### 取り組む課題
• 1. 歯科治療後の痛みについての文書にある「削った後、歯は神経を保護するように新しい層(第二象牙質)を作ります。」という一文を英語に訳してください。
• 2. 歯科治療後の痛みについての文書によると、根管治療が非常に難しい治療の一つとされるのはなぜか。1〜3文で説明すること。

### 文書の一部

○ ○ ○ ○ ○

2015年2月25日水曜日
歯科治療後の痛みについて
ゲスト/医療法人社団アスクトース 石丸歯科診療所 近藤 誉一郎院長
虫歯の治療後、しばらくの間、痛みが残ることはありますか。
一般的な虫歯の治療は、虫歯部分を完全に取り除くことを基本としますが、神経のある歯を削っていくと、削った分だけ歯の中にある神経が近くなります。虫歯のタイプや進行具合によっては、やむを得ず神経に近いところまで削らなくてはならないこともあり、治療後に軽い痛みや染みる症状が残ることがあります。また、歯を削ったり、歯に詰め物をしたりという行為そのものの刺激により、術後痛が出る場合もあります。削った後、歯は神経を保護するように新しい層(第二象牙質)を作ります。第二象牙質が形成されると、刺激が神経に伝わりにくくなり、それらの症状も次第に治まっていくケースが多いです。
症状が治まるまでの期間はさまざまで、1、2週間程度で落ち着く場合もあれば、1年以上かかることもあります。慎重に様子を見ながら対応していきますが、症状が軽減しない場合には、神経を取らなければならないこともあります。ただし、神経を取ってしまった歯は弱くなりますので、経過観察方法および治療などについて、かかりつけの歯科医とよく相談することが大切です。
歯の神経を取った後に、痛みが残ることはありますか。
虫歯が歯の神経にまで及んでいる場合など、根管治療(歯の神経・根の治療)が必要になります。根管は部位によってそれぞれ異なる形状で、複雑に分岐・湾曲しているので、非常に難しい治療の一つといえます。
治療時には、細い針のような器具を用いて、神経を取り除いていくのですが、その構造や形態によっては、完全に除去するのが難しいものもあります。歯根の奥に残った神経に炎症など問題があると、術後に痛みや不快症状が出る場合があります。特に奥歯の大臼歯では根管が3〜4本あり、複雑な形状のため、処置後も不快症状が残るケースが少なくないです。また、神経をきれいに取り除けたとしても、治療の刺激などにより、しばらく痛みが生じることもあります。
根管治療後に不快感が残っている場合は、硬いものをかむのを控える、仮歯にして歯の負担を少なくするなどしながら、経過観察を行います。それでも治まらない時は、レントゲンやCTなどで精密検査をした後、もう一度歯の根の中を治療していきます。
気になることや、調子が悪いと思われる部位があれば、適切な相談・治療を早期に受けることをお勧めします。

○ ○ ○ ○ ○

### コレクションから抜粋した記録
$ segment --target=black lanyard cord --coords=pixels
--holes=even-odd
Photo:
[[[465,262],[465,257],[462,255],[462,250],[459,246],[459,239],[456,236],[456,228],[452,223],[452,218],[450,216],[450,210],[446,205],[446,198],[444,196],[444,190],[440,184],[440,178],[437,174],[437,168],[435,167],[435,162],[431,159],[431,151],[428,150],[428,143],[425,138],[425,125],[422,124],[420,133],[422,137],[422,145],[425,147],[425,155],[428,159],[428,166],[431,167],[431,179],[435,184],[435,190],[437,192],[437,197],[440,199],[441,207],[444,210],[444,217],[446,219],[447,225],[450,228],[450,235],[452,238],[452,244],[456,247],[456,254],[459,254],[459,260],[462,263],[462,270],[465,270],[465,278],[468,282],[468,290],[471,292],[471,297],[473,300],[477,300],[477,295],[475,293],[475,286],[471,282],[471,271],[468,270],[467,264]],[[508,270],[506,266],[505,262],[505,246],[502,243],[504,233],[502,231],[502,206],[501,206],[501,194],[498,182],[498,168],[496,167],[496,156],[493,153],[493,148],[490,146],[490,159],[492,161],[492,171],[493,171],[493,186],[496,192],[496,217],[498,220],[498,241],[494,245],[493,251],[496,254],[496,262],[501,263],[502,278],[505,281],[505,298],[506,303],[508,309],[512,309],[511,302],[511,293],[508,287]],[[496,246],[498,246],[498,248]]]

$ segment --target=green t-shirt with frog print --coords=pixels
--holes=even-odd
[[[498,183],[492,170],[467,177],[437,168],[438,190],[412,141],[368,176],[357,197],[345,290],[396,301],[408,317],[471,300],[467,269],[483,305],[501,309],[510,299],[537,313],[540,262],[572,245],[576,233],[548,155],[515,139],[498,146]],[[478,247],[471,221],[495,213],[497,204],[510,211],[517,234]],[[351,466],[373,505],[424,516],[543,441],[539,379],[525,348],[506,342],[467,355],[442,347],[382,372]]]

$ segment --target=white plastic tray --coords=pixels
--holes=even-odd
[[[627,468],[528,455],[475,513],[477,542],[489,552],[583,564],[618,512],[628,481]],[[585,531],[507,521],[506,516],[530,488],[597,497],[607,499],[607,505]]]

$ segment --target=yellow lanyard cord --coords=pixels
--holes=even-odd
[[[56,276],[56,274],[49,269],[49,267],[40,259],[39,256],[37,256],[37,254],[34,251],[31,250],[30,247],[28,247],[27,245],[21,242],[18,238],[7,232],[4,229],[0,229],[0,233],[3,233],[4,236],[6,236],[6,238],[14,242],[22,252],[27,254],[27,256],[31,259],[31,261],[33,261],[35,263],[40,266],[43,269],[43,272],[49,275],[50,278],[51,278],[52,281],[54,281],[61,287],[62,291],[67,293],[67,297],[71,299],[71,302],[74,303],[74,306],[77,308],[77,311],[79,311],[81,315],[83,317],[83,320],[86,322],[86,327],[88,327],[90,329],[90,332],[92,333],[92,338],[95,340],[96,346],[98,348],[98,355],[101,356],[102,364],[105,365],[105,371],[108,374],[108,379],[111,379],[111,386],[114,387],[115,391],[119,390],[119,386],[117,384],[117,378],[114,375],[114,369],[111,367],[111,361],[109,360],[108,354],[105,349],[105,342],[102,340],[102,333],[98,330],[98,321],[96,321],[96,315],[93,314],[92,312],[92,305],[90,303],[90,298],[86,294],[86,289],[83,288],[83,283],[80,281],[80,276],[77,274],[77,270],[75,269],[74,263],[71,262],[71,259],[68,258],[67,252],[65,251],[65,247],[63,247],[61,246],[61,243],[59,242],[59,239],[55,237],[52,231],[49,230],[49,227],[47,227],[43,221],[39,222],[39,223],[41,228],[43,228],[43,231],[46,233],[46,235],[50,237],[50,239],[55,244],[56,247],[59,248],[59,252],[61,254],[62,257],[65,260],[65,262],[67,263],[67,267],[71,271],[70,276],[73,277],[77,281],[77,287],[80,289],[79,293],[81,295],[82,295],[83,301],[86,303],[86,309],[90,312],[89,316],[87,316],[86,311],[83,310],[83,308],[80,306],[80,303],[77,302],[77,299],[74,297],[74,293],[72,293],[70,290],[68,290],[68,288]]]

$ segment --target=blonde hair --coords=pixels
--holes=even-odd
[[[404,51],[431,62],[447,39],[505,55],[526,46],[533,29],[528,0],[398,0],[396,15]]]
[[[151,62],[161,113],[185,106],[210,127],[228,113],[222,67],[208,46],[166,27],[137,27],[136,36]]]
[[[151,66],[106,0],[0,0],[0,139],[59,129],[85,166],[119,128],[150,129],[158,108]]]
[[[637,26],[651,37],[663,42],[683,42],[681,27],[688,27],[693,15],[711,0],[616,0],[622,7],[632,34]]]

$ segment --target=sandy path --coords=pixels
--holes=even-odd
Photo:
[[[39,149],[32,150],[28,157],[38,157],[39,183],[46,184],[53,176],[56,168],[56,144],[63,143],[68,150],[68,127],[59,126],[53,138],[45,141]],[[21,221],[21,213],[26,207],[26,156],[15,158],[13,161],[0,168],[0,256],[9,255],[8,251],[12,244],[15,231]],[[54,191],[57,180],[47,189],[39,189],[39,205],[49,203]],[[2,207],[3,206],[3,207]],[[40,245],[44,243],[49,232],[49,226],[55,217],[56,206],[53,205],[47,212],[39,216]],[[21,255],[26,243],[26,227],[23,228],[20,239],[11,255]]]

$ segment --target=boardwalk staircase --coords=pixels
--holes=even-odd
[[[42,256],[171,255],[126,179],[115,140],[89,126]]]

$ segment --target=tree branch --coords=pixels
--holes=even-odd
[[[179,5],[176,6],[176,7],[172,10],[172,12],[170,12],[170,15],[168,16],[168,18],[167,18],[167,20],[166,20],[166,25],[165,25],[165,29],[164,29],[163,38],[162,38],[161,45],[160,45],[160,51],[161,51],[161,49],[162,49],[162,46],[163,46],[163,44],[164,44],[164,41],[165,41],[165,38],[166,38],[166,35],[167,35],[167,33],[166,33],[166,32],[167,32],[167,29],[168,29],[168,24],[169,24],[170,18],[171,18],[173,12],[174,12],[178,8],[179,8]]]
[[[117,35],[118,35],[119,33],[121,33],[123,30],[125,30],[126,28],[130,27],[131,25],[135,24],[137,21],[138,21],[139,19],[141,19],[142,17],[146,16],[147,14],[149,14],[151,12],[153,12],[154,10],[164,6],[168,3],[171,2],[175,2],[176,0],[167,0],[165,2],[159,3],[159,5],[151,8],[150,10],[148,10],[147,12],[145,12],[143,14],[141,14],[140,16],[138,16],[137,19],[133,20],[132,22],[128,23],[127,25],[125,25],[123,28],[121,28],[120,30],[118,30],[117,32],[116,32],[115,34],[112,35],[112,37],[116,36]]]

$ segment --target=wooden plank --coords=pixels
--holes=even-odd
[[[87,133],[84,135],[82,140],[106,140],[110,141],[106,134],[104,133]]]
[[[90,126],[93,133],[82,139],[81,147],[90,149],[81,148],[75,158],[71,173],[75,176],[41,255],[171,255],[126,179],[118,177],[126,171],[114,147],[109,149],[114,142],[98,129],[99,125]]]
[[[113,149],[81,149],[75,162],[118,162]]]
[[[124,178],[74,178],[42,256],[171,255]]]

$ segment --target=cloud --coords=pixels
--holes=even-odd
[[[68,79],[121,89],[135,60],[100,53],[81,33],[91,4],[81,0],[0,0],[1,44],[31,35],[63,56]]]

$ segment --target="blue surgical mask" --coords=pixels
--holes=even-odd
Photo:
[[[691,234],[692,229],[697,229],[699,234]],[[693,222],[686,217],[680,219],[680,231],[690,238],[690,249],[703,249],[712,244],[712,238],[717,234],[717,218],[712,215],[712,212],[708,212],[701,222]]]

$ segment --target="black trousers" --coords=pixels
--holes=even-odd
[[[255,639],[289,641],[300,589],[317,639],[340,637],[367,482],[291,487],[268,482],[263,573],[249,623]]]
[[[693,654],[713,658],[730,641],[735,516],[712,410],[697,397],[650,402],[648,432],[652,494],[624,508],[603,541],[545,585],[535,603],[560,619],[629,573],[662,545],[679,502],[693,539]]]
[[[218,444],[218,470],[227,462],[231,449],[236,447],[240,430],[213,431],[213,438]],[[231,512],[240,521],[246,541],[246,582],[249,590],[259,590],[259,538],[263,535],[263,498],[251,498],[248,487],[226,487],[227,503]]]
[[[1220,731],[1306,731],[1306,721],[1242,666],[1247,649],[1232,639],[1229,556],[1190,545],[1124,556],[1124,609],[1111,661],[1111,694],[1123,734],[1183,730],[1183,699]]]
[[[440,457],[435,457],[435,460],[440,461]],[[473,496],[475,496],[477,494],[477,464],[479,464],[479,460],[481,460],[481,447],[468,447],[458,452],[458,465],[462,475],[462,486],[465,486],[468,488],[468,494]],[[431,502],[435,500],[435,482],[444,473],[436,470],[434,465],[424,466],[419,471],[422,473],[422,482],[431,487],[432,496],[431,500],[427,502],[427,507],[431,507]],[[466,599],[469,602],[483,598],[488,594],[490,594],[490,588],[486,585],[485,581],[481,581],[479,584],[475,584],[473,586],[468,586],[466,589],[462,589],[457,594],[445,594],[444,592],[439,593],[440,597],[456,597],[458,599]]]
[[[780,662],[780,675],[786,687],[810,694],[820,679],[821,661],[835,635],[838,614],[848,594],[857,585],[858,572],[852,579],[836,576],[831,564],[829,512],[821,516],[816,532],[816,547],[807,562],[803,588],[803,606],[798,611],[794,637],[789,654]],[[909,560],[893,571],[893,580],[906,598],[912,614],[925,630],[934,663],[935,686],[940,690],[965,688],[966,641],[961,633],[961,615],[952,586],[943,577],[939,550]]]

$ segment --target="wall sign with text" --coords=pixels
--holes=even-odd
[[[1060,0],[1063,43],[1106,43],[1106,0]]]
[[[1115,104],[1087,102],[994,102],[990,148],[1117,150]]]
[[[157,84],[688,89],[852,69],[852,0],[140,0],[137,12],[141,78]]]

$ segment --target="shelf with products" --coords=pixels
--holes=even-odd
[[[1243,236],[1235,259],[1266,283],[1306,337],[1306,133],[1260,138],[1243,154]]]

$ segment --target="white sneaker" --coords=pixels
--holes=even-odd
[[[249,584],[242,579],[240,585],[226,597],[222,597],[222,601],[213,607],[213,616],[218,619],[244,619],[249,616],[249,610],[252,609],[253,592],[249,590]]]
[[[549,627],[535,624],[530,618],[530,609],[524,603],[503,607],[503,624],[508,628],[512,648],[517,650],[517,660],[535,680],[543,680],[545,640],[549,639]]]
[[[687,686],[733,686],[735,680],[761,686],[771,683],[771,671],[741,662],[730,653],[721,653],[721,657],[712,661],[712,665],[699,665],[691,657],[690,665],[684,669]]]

○ ○ ○ ○ ○

### 課題の解答
• 1. After drilling, the tooth forms a new layer (secondary dentin) to protect the nerve.

• 2. 根管は部位によって形状がそれぞれ異なり、複雑に分岐・湾曲しているためです。